(Saved entries)
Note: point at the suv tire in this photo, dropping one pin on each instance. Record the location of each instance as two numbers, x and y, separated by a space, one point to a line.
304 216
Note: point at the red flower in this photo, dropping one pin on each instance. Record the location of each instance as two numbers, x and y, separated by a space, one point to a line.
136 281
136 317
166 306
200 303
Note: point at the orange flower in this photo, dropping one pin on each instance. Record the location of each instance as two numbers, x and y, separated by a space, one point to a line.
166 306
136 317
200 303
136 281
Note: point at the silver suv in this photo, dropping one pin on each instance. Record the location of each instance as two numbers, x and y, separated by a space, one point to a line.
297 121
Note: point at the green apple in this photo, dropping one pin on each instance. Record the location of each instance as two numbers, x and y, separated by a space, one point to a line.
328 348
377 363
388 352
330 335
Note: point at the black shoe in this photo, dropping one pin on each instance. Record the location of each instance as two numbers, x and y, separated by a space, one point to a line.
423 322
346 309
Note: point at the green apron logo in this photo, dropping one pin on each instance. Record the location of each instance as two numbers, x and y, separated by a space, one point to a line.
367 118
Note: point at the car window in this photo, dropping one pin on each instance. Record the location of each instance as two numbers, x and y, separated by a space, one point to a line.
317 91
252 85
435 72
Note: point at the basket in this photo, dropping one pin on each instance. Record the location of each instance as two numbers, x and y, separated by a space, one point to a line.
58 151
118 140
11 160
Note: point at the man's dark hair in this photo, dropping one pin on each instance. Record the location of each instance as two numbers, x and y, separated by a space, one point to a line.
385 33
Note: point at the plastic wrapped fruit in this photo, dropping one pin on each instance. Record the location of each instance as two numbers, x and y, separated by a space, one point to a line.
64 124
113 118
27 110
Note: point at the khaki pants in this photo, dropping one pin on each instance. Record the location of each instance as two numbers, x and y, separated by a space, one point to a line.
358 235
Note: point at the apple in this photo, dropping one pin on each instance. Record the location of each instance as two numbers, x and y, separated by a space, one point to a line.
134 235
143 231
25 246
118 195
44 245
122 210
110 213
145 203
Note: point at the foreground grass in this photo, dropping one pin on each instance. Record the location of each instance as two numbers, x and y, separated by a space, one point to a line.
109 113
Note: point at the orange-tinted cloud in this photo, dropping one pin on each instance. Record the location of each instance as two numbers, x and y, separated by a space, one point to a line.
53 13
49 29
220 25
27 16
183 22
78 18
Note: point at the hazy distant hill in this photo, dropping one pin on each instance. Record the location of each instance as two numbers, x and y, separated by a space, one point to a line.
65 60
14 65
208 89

To do: Transcribe all of the data, keeping every line identical.

Solution for this task:
Note: point at the suv tire in this photo, dropping one pin on each instance. Record the location of each instance as two numbers, x and y, separated by a space, one point to a line.
304 216
Note: point at the red flower in this photo, dropping one pin on each instance. Record the location of each instance as two numbers, x and y, separated by a space, one point to a line.
136 281
136 317
166 306
200 303
Note: point at the orange flower in this photo, dropping one pin on each instance. Record the location of each instance as two numbers, x and y, separated by a space, one point to a line.
166 306
136 317
200 303
136 281
Note: point at the silver suv in this photo, dropping one pin on each instance. Record the location of each instance as two numbers, x and y, separated by a space, one point to a line.
297 121
Note: point at the green apple in this photo, dropping one pin on each instance. Record the location of each instance as two numbers, x and y, separated by a space, one point to a line.
328 348
377 363
388 352
330 335
Note: point at the black shoe in this photo, dropping one pin on each instance. Record the location of each instance as two numbers, x and y, separated by a space, one point to a line.
423 322
346 309
Note: point at the green apron logo in this photo, dropping one pin on each instance. Record the location of each instance as two numbers, x and y, separated by a space, one point to a line.
367 118
Note: point at the car window in this photo, dropping one pin on each instance. Record the location of each instance as two numbers, x and y, separated by a space, one point to a line.
317 91
252 85
435 72
Note: point at the basket in this photo, dropping one pin on each instance. Record the location of each instance as two numbers, x and y, separated by a space, one point to a line.
58 151
118 140
11 160
Note: point at the man's dark hair in this photo, dropping one pin on each instance. Record the location of each instance as two numbers, x and y, separated by a space, one point to a line.
385 33
Note: point at the plastic wrapped fruit in this photo, dropping one pin on each instance. Record the location of each instance as two numbers, x and y, separated by a space, one point to a line.
64 124
113 118
27 110
Note: point at the khaki pants in this photo, dropping one pin on each instance. Record the location of each instance as two numbers, x and y, separated by a space, one point to a line.
358 235
Note: point at the apple in this photo, dropping one pin on each instance. Record the location of each instance as two numbers, x and y, separated by a space, one point to a line.
134 235
143 231
25 246
118 195
44 245
122 210
110 213
145 203
Note: point at the foreground grass in this photo, dropping one pin on each instance. Record the location of each instance as two numbers, x and y, separated by a space, one point to a line.
109 113
Note: point at the orange-tinted cloud in this photo, dropping one pin on each instance. Record the location of each instance as two numbers, x and y, separated by a space, one point to a line.
53 13
49 29
220 25
27 16
183 22
78 18
Note: point at the hazy distant hill in this photo, dropping one pin on each instance. Record the location of each instance as two numbers, x and y, separated by a space, one point to a line.
65 60
14 65
208 89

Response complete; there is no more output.